__Prompt__: The line containing "detect the braided" and every line after it, through the end of the records below: repeat them exactly, nothing more.

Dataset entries

..............................

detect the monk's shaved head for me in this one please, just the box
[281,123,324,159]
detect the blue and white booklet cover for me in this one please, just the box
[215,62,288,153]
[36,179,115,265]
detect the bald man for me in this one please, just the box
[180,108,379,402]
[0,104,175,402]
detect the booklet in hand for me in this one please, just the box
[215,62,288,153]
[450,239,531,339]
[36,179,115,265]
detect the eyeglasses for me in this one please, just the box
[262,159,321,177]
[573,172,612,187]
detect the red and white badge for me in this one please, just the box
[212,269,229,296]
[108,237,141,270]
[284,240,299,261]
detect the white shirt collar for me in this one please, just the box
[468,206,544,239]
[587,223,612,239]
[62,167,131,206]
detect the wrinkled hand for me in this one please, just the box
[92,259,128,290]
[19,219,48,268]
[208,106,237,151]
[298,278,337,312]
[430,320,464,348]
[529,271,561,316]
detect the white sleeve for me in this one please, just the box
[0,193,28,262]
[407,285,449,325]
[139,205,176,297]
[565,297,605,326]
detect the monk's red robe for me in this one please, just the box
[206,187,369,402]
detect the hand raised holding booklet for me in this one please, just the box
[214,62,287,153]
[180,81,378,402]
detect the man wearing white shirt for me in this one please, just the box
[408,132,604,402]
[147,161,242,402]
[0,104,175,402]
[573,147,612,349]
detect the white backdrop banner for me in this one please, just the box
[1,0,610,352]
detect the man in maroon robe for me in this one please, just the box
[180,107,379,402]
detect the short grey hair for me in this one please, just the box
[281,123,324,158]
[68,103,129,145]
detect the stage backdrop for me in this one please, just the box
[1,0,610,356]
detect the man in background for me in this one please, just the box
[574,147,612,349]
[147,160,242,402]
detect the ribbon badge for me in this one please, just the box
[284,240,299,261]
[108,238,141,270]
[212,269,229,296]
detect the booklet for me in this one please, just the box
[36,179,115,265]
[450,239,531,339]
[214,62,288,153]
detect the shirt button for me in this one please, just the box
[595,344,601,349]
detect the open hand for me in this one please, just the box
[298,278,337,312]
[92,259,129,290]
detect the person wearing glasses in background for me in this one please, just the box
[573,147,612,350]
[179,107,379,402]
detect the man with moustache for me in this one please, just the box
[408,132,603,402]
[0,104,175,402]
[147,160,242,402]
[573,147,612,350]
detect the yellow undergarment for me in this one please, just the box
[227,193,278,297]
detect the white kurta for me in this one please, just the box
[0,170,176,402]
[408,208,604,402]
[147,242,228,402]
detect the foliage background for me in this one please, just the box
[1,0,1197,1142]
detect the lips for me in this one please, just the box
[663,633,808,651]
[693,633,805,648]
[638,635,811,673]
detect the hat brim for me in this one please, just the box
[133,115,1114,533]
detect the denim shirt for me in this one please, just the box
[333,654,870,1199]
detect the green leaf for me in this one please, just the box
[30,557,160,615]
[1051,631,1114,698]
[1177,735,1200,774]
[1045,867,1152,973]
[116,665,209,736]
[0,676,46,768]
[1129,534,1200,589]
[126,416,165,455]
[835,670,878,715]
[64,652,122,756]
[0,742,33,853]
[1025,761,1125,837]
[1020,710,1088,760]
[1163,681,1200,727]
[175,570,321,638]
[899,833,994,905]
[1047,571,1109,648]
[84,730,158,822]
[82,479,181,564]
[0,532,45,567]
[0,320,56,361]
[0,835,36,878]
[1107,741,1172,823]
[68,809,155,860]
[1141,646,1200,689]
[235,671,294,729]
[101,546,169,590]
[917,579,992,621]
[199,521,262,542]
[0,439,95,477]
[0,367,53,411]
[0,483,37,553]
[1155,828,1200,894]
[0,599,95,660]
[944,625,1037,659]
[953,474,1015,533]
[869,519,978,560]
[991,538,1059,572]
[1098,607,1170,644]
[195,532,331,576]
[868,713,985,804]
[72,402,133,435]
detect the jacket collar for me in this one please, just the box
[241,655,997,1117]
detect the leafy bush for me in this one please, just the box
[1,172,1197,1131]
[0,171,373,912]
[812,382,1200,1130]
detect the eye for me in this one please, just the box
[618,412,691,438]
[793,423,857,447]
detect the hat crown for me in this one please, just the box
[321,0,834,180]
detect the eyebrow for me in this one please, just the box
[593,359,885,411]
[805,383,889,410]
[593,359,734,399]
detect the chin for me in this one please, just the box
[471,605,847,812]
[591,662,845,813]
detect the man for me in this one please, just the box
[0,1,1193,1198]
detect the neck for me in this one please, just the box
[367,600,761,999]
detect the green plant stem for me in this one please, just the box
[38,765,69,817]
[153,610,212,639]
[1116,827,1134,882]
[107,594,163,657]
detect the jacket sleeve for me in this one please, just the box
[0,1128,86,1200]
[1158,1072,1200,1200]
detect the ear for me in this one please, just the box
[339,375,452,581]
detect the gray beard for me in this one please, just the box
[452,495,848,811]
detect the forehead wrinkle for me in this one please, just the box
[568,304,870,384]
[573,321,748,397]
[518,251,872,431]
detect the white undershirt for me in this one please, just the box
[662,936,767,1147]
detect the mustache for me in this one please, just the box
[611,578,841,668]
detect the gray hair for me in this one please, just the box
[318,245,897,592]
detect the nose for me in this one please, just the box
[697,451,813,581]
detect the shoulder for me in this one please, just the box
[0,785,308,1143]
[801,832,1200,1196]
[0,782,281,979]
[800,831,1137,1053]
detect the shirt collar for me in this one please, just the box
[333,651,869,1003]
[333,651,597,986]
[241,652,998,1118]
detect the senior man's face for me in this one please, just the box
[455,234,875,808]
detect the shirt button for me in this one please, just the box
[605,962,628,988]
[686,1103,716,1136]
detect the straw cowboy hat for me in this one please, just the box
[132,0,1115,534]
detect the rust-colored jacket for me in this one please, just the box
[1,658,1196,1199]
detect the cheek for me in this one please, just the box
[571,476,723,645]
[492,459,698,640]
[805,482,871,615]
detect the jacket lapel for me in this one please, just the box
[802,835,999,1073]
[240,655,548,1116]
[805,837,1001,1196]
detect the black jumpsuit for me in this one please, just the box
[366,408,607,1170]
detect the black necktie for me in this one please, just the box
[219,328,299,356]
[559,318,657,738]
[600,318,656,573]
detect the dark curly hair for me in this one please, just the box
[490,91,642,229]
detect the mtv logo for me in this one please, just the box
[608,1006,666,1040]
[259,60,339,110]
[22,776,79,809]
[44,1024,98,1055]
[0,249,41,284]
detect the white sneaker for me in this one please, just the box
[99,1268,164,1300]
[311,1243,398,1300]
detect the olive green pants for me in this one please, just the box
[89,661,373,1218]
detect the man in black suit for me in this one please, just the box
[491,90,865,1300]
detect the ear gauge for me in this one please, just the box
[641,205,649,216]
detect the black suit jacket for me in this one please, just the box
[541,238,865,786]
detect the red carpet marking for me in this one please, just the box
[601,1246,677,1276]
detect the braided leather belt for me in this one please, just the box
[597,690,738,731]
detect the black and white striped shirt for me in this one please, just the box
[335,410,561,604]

..............................

__Response__:
detect the braided leather belt for me in this one please, just the box
[597,690,738,731]
detect the black and white striped shirt for me in this one please, just the box
[335,410,561,604]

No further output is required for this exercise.